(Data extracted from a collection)

* * * * * * * * *

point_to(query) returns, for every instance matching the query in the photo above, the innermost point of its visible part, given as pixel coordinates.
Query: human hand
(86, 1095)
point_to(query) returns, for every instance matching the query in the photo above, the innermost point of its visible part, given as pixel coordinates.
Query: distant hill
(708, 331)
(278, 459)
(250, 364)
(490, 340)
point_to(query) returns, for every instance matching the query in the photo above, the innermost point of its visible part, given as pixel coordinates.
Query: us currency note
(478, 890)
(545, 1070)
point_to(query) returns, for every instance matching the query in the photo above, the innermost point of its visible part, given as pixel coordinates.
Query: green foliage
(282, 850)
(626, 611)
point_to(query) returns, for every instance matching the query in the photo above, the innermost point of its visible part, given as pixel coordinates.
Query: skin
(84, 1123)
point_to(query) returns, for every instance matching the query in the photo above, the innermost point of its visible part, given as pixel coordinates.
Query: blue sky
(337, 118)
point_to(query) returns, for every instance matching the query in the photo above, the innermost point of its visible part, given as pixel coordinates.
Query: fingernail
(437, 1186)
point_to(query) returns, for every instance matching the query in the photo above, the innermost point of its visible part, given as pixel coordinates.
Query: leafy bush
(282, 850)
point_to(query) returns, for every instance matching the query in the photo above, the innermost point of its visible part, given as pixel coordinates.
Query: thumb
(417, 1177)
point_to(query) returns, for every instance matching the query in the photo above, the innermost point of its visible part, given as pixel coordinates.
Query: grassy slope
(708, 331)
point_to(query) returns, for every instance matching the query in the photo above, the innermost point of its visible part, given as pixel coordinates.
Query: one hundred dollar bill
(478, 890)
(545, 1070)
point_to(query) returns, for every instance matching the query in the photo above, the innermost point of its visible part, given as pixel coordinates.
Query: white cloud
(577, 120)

* * * * * * * * *

## To do:
Start at the line with "Query: one hundred dollar bill". Give that line and every line after it again, word for word, through the last line above.

## Response to the exercise:
Query: one hundred dollar bill
(478, 890)
(545, 1070)
point_to(query) returns, for every instance matching the query in the photo above, the innermost point of its visible part, given as pixel coordinates.
Query: white cloud
(577, 120)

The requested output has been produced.